▶ Work to complete
Copy the items below, from the line with "Put a point on every instance of the small" through the end of the items, changing "scouting log" to "field record" and leaving everything else the same.

-=-=-=-=-

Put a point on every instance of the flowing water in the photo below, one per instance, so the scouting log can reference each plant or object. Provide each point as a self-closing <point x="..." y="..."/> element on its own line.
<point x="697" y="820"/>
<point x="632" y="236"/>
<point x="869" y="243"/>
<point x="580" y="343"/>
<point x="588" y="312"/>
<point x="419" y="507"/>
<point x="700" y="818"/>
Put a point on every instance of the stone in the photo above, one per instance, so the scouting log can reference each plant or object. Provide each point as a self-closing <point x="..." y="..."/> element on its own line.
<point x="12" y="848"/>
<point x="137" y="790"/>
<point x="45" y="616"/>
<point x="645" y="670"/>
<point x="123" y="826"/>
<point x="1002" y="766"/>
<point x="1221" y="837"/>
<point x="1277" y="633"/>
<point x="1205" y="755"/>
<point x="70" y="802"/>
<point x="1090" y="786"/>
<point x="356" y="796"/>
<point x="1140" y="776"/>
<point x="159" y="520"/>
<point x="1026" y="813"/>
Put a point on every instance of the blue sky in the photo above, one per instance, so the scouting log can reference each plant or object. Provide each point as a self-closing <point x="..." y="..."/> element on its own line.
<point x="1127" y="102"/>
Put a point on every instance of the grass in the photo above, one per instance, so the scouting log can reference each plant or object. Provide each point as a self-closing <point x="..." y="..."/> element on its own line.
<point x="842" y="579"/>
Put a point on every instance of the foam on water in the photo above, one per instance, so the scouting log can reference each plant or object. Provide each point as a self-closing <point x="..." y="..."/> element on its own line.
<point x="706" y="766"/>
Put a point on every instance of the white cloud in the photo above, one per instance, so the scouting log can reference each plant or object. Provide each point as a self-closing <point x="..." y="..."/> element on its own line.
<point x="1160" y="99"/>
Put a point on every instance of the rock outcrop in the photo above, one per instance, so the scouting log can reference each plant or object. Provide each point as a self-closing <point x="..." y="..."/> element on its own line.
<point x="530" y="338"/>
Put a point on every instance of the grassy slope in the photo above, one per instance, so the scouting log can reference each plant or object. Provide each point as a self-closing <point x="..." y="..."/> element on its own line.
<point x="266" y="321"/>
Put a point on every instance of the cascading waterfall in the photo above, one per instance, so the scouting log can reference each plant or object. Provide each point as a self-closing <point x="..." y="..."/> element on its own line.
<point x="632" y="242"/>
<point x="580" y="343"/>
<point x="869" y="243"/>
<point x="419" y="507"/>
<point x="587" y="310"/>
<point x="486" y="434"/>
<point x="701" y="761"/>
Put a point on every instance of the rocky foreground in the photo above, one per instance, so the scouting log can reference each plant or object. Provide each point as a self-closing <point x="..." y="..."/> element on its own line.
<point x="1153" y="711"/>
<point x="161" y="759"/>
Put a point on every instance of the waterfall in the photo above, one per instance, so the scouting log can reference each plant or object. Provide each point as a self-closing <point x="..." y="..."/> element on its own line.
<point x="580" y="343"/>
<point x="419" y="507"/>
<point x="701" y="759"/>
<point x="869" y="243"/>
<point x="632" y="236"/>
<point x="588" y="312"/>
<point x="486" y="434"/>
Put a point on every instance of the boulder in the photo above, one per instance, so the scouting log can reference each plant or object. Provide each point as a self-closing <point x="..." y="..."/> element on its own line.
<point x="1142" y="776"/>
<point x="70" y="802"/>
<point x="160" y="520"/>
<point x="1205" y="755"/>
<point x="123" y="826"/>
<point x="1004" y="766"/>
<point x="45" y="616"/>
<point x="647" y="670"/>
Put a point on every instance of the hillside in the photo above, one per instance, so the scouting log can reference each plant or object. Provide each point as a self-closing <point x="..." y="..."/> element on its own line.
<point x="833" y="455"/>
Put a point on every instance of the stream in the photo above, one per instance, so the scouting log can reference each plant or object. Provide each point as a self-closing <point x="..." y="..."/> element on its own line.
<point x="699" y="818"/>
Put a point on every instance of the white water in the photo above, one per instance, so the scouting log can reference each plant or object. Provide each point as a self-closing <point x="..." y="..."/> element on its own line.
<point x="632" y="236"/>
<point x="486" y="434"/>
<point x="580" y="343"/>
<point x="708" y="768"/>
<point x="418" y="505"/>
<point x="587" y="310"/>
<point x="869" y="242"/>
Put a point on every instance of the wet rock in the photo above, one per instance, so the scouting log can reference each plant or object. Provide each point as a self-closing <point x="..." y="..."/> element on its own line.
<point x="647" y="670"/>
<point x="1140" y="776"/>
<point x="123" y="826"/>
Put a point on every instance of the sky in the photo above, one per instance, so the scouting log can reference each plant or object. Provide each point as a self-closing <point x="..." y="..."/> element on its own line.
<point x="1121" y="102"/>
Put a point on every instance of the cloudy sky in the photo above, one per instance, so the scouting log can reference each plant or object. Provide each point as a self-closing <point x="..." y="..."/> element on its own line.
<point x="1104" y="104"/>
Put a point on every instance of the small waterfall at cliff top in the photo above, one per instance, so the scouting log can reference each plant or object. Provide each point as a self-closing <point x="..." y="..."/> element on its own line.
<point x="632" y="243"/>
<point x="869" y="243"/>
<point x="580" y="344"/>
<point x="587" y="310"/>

-=-=-=-=-

▶ The solution
Put a point on every instance of the small waterfall at cliff top in the photo above, one per instance, so the field record can reference each plant or object. Provide each point as a self-closing <point x="..." y="..."/> element on its own line.
<point x="632" y="243"/>
<point x="869" y="243"/>
<point x="580" y="344"/>
<point x="587" y="310"/>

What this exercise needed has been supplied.